YOUR TASK: Repeat the records given below in full, with no changes.

DATA FOR THIS TASK:
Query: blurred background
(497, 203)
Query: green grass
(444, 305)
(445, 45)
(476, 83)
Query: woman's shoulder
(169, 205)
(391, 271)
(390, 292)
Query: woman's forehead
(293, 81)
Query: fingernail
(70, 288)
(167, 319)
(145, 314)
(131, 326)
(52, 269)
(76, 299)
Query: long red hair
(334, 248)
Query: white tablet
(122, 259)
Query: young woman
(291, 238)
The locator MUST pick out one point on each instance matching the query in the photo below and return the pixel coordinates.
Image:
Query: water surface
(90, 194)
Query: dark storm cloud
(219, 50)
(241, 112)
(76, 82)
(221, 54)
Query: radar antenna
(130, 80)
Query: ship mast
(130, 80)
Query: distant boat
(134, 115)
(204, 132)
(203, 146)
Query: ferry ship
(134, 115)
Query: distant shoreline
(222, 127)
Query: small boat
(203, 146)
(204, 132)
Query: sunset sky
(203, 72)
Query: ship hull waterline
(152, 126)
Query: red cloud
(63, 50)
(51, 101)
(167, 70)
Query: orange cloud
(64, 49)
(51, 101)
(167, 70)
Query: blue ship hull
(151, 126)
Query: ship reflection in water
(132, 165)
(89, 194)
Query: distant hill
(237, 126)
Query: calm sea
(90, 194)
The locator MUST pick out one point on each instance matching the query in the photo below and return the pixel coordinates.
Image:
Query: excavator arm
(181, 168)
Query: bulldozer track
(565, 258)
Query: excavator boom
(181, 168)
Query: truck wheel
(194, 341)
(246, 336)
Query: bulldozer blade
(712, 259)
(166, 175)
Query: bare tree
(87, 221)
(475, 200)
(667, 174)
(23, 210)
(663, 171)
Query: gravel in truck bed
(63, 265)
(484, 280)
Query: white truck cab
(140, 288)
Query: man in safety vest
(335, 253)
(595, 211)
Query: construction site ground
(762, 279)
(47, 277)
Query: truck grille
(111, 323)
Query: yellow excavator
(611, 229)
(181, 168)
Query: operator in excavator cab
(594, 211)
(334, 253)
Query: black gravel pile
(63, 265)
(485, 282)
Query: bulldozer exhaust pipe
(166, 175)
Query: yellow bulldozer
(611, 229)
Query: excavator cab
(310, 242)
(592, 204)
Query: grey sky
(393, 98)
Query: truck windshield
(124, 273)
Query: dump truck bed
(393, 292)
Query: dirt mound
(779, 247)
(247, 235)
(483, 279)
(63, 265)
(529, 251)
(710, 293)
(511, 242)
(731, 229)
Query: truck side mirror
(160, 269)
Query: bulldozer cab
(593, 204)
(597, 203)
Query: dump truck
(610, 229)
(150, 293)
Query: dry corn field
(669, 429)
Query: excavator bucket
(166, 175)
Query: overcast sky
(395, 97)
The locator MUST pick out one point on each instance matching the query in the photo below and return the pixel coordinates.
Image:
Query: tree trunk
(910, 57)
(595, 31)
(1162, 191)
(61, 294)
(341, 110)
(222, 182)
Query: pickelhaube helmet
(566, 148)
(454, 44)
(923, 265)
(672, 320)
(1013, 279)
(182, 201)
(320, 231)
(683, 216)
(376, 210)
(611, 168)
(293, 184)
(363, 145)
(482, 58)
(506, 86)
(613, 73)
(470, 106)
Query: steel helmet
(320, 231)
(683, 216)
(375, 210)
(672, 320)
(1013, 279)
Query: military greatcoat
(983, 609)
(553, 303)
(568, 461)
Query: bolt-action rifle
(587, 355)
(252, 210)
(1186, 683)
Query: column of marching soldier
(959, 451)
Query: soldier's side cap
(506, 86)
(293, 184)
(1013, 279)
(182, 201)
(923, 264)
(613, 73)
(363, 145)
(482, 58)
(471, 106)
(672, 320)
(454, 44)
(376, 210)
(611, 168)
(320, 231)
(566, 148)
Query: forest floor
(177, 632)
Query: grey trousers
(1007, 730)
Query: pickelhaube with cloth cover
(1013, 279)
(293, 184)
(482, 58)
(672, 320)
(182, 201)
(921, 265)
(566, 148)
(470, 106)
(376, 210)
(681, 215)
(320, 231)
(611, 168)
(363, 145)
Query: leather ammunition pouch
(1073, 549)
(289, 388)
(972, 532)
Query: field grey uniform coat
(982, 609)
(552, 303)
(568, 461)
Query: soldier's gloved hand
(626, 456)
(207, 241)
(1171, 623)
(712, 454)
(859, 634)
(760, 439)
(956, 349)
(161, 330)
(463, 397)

PROBLEM SOLUTION:
Query: blurred background
(497, 203)
Query: green grass
(444, 305)
(445, 45)
(476, 83)
Query: woman's shoulder
(169, 205)
(391, 271)
(390, 292)
Query: woman's forehead
(293, 81)
Query: fingernail
(70, 288)
(167, 319)
(145, 314)
(131, 326)
(52, 269)
(76, 299)
Query: long red hair
(334, 248)
Query: white tablet
(122, 259)
Query: young woman
(291, 238)
The locator MUST pick out one point on each instance matching the query in the photo below and return the pixel coordinates.
Image:
Query: water surface
(90, 194)
Query: dark storm cloud
(219, 50)
(241, 112)
(76, 82)
(221, 54)
Query: radar antenna
(130, 80)
Query: ship mast
(130, 80)
Query: distant boat
(134, 115)
(204, 132)
(203, 146)
Query: ferry ship
(134, 115)
Query: distant shoreline
(222, 127)
Query: small boat
(203, 146)
(204, 132)
Query: sunset sky
(203, 72)
Query: ship hull waterline
(152, 126)
Query: red cloud
(63, 50)
(51, 101)
(167, 70)
Query: orange cloud
(64, 49)
(51, 101)
(167, 70)
Query: blue ship hull
(151, 126)
Query: ship reflection in water
(132, 165)
(89, 194)
Query: distant hill
(237, 126)
Query: calm sea
(90, 194)
The locator MUST pick out one point on each instance matching the query in the photo below and return the pixel coordinates.
Image:
Query: excavator arm
(181, 168)
Query: bulldozer track
(565, 258)
Query: excavator boom
(181, 168)
Query: truck wheel
(194, 341)
(246, 336)
Query: bulldozer blade
(712, 259)
(166, 175)
Query: bare tree
(87, 221)
(475, 200)
(667, 174)
(23, 210)
(663, 171)
Query: gravel in truck bed
(63, 265)
(484, 280)
Query: white truck cab
(140, 288)
Query: man in safety vest
(335, 253)
(595, 211)
Query: construction site ground
(762, 279)
(47, 277)
Query: truck grille
(111, 323)
Query: yellow excavator
(611, 229)
(181, 168)
Query: operator in excavator cab
(594, 211)
(334, 253)
Query: black gravel pile
(63, 265)
(485, 282)
Query: bulldozer exhaust pipe
(166, 175)
Query: yellow bulldozer
(611, 229)
Query: excavator cab
(310, 242)
(592, 204)
Query: grey sky
(393, 98)
Query: truck windshield
(124, 273)
Query: dump truck bed
(393, 292)
Query: dirt mound
(779, 247)
(247, 235)
(483, 279)
(63, 265)
(529, 251)
(710, 293)
(511, 242)
(731, 229)
Query: truck side mirror
(160, 269)
Query: bulldozer cab
(593, 204)
(597, 203)
Query: dump truck
(610, 229)
(150, 293)
Query: dry corn field
(669, 429)
Query: excavator bucket
(166, 175)
Query: overcast sky
(395, 97)
The locator MUST pick out one point on each instance matching the query in the photo below and return the pixel coordinates.
Image:
Query: tree trunk
(910, 57)
(595, 31)
(1162, 191)
(61, 294)
(341, 110)
(222, 182)
Query: pickelhaube helmet
(566, 148)
(454, 44)
(923, 265)
(672, 320)
(1013, 279)
(182, 201)
(320, 231)
(683, 216)
(376, 210)
(611, 168)
(293, 184)
(363, 145)
(482, 58)
(506, 86)
(613, 73)
(470, 106)
Query: steel helmet
(320, 231)
(683, 216)
(375, 210)
(672, 320)
(1013, 279)
Query: military greatcoat
(983, 609)
(553, 303)
(568, 461)
Query: bolt-action rifle
(587, 355)
(252, 210)
(1186, 683)
Query: column of marching soldier
(959, 451)
Query: soldier's side cap
(506, 86)
(293, 184)
(1013, 279)
(182, 201)
(923, 264)
(613, 73)
(363, 145)
(482, 58)
(471, 106)
(672, 320)
(454, 44)
(376, 210)
(611, 168)
(320, 231)
(566, 148)
Query: forest floor
(177, 632)
Query: grey trousers
(1007, 730)
Query: pickelhaube with cloth cover
(1013, 279)
(293, 184)
(482, 58)
(672, 320)
(182, 201)
(921, 265)
(566, 148)
(470, 106)
(376, 210)
(681, 215)
(320, 231)
(611, 168)
(363, 145)
Query: leather ammunition pouch
(1073, 549)
(289, 388)
(972, 532)
Query: field grey uniform coat
(982, 609)
(552, 303)
(568, 461)
Query: soldier's gloved hand
(626, 456)
(207, 241)
(1171, 623)
(712, 454)
(859, 634)
(760, 439)
(956, 349)
(161, 330)
(463, 397)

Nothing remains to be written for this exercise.